* List of tasks
[1] Copy the homework handout from "For this homework, you" through "given a choice?", swapping "block comment" for "docstring".
[2] According to the homework handout, what is the maximum number of books that get_recommendations() should return?

Function to implement for rules 3:
update_recs_given_query_words(queries: list): will be called in the function search_books. You will take in a query in a list form and update the books’ scores accordingly based on each element in queries. Similar to update_recs, you will be editing our implementation to work with the recommendations hashtable.

Note: Even if the entire search query does not match a book, if part of it does, the book’s recommendation will still be updated accordingly. For example, if "Harry Potter and the Chamber" is searched, the recommendation score for "Harry Potter and the Sorcerer's Stone" will be updated because it partially matches (though it will not be returned in the search results because "Harry Potter and the Chamber" is not part of "Harry Potter and the Sorcerer's Stone").

Clarification: the only keys that should live in the book_to_score hashmap are books that are recommended: in other words, books with scores greater than zero. This is currently how the listified versions of update_recs and update_recs_given_query_words work. In other words, books are only added as keys to the dictionary when they become a recommended book.

Note: Books that have been purchased will not be recommended again.

get_recommendations:
Last but not least, re-implement/edit get_recommendations() which returns a list of books should be sorted by their scores. It should contain no more than 50 books.

Running the code

It’s the same as Homework 9, so refer to that handout for more detailed instructions.

Written Portion

For this homework, you will also be submitting a written reflection on what you have learned. In a block comment underneath your code in hw10_test.py, submit roughly a paragraph on each of the following questions:

Contrast working with lists vs dictionaries from the programming perspective. When would you recommend using one vs the other? Which one do you prefer to use if given a choice?
What are some of the main lessons you are taking away from the course about how to write working programs? What steps or habits have you found most helpful in doing programming assignments?

You will get credit for the written portion for (a) taking it seriously, and (b) making accurate statements about lists and dictionaries for the first part of question 1 (the last question in 1—about your preference—has no correct answer. You’ll get credit for that just for providing an answer).

Testing

Test the following functions in hw10_test.py:

get_book() (Note that you no longer have to testValueError.)
get_recommendations()
update_recs()
update_recs_given_query()
search_books(), but you do not need to test the edge case of having to return only 50 books when more than 50 books match the query.
Any helpers you write.

* Supplied entries

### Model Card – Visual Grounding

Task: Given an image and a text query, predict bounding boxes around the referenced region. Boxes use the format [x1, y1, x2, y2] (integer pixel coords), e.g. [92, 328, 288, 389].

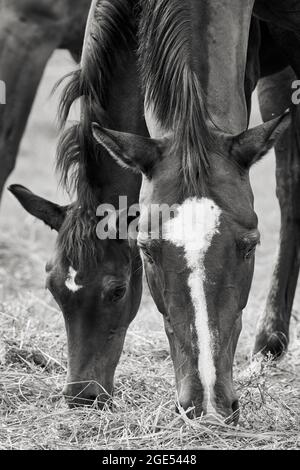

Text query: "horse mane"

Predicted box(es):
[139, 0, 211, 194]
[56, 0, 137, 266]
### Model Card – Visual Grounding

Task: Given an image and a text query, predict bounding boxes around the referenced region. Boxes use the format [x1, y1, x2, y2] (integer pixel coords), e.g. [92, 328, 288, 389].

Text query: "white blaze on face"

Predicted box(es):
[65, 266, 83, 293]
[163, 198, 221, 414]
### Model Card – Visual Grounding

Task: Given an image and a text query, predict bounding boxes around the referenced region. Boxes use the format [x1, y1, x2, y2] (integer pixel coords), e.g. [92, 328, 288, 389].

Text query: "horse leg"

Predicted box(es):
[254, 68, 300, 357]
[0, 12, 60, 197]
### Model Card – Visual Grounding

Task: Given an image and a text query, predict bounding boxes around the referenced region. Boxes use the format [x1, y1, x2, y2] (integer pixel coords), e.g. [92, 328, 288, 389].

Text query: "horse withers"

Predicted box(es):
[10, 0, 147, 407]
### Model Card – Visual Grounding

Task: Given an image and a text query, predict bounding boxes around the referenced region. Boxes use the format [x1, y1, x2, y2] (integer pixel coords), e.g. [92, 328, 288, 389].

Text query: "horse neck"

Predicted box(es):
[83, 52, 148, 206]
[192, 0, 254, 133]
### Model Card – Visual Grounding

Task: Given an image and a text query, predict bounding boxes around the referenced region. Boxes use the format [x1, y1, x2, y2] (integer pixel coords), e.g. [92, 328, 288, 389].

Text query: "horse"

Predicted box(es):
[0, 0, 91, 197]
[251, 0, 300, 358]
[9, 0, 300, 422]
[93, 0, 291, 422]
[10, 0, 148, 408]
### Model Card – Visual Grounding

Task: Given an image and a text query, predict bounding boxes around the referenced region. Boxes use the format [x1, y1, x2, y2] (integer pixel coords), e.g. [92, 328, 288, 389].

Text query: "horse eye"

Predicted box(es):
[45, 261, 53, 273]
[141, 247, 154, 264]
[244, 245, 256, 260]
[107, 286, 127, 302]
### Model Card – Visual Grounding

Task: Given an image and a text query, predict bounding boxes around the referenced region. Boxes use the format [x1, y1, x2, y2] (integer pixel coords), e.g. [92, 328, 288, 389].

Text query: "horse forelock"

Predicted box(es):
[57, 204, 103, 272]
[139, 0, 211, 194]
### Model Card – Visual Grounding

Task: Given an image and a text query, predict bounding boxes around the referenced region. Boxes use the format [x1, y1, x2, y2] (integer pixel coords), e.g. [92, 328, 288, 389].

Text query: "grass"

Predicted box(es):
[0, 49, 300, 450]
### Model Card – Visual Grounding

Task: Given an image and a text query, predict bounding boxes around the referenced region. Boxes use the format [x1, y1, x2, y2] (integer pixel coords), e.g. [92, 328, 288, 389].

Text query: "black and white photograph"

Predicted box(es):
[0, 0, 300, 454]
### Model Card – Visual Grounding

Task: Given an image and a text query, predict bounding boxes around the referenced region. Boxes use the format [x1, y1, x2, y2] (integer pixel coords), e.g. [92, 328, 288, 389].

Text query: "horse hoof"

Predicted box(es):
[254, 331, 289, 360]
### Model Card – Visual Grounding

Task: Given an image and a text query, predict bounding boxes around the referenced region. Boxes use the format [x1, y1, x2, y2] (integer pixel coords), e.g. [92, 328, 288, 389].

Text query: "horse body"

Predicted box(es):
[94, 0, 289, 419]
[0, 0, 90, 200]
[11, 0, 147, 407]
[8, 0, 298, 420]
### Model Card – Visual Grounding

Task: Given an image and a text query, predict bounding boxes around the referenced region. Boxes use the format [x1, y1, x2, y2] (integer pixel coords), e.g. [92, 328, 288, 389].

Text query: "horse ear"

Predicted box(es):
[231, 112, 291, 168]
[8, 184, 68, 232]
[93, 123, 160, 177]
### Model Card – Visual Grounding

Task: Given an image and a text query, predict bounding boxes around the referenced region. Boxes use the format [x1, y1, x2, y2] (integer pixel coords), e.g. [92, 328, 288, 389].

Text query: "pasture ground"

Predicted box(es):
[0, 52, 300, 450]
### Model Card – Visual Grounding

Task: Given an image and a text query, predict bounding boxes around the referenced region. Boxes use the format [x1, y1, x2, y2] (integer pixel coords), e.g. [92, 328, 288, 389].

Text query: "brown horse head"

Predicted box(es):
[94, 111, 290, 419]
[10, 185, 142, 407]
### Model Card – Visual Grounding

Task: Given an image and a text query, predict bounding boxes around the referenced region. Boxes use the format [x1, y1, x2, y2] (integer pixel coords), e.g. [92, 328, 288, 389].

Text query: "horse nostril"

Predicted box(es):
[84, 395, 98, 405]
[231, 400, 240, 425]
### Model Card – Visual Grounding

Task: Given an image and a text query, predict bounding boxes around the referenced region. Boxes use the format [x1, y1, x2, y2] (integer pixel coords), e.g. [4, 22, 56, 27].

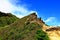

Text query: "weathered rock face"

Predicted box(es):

* Completed exercise
[1]
For this homework, you will also be submitting a written reflection on what you have learned. In a docstring underneath your code in hw10_test.py, submit roughly a paragraph on each of the following questions:

Contrast working with lists vs dictionaries from the programming perspective. When would you recommend using one vs the other? Which one do you prefer to use if given a choice?

[2] No more than 50 books.